▶ Task statement
Without any change, set down every record below.

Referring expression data
*** Block opens ***
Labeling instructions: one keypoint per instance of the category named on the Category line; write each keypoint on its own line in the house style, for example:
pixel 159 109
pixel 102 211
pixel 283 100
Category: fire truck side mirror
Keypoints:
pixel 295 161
*** Block closes ***
▶ Answer
Labeling instructions: one keypoint per instance of the category named on the Category line; write each keypoint on its own line in the house style, for example:
pixel 159 109
pixel 102 211
pixel 283 100
Category: fire truck side mirror
Keypoints:
pixel 295 161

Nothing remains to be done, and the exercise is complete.